Summarize the text on urban bias in research on migrants and minorities in Japan in two sentences.

Excerpted text:
----
Aside from the dangers of prescription and Orientalism creeping into research, the fact that scholars are often based in metropolitan areas may also introduce an element of ‘urban bias’ to their research. As I have written elsewhere (2007a), a great deal of the research on migrants and minorities in Japan has tended to focus on what have been called ‘diversity points’ (Tsuneyoshi 2004: 56) or shuju toshi, urban areas with large visible concentrations of non-Japanese, such as Kanagawa Prefecture (Kawasaki City), Shizuoka Prefecture (Hamamatsu City), Gunma Prefecture (Ota City), as well as Tokyo and Osaka. Because the literature disproportionately focuses on such high migration localities, Japan will inevitably appear more ‘multicultural’ than it actually is. This is not to say that such work does not have importance; rather, in order to construct a broader, more balanced, picture of Japanese society it is also important to look at what is happening (or not happening) outside of such areas. In particular, it is important to acknowledge the real differences between rural and urban experiences. As polls (e.g. Cabinet-Office 2000) show, there is a growing gap between the cities, where more people say they have opportunities to interact with foreigners, and towns and villages, where respondents say foreigners are hardly ever seen.
----
Record list:
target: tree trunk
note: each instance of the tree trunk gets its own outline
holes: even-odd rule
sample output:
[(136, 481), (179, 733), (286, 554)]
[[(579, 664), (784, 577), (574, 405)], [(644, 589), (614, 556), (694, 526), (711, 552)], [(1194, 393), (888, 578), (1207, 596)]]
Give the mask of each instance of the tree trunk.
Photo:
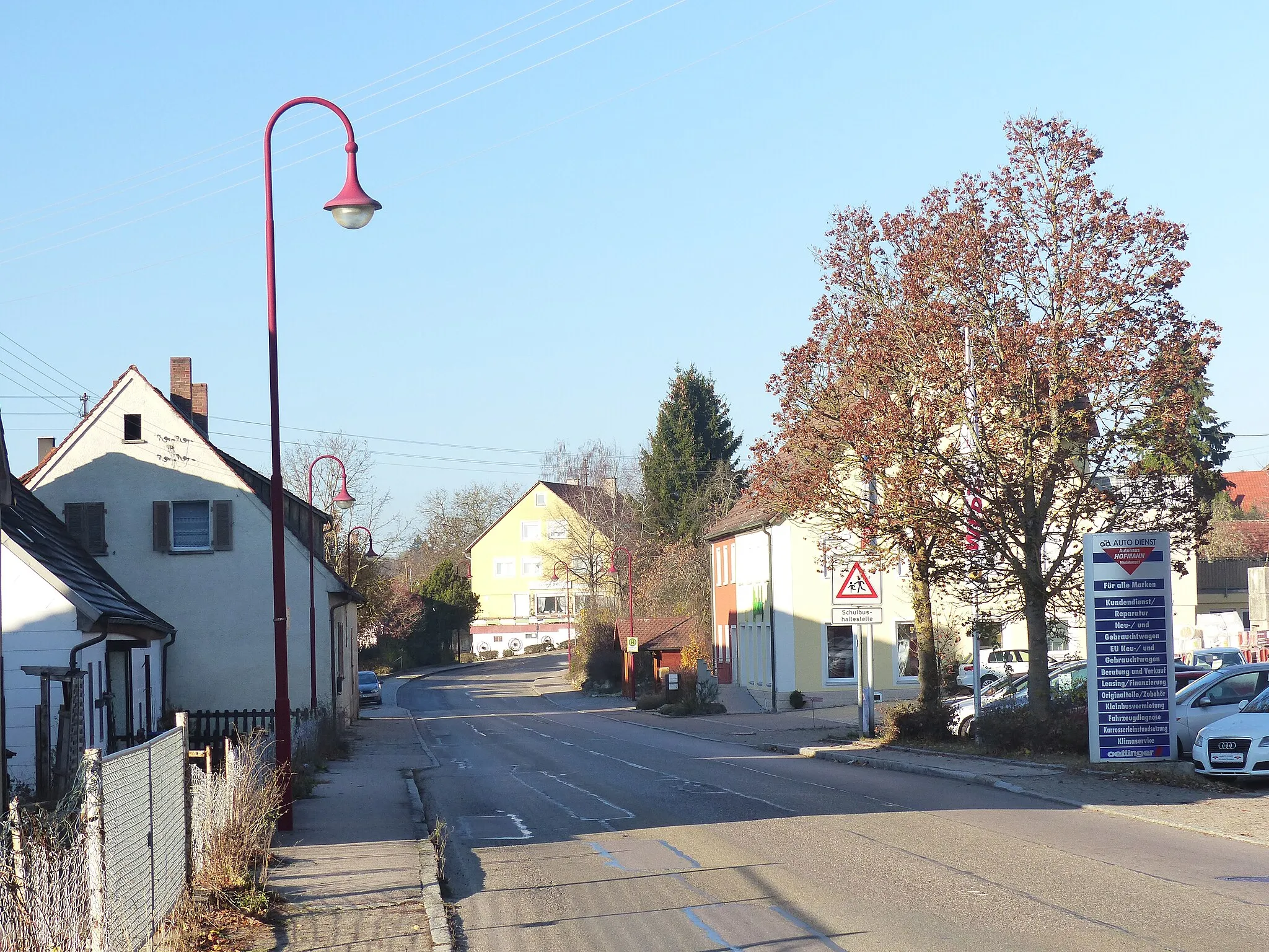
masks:
[(1048, 720), (1048, 599), (1043, 585), (1023, 589), (1027, 619), (1027, 706), (1037, 721)]
[(917, 702), (931, 713), (942, 707), (939, 658), (934, 650), (934, 609), (930, 604), (930, 553), (919, 547), (912, 553), (912, 627), (916, 630)]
----
Result for this exercise:
Because scholars are often based in metropolitan areas, much research on migrants and minorities in Japan focuses on urban "diversity points" with large visible concentrations of non-Japanese, which makes Japan appear more multicultural than it actually is. A broader, more balanced picture requires looking outside such areas and acknowledging real differences between rural and urban experiences, since polls show a growing gap between cities, where more people report opportunities to interact with foreigners, and towns and villages, where foreigners are hardly ever seen.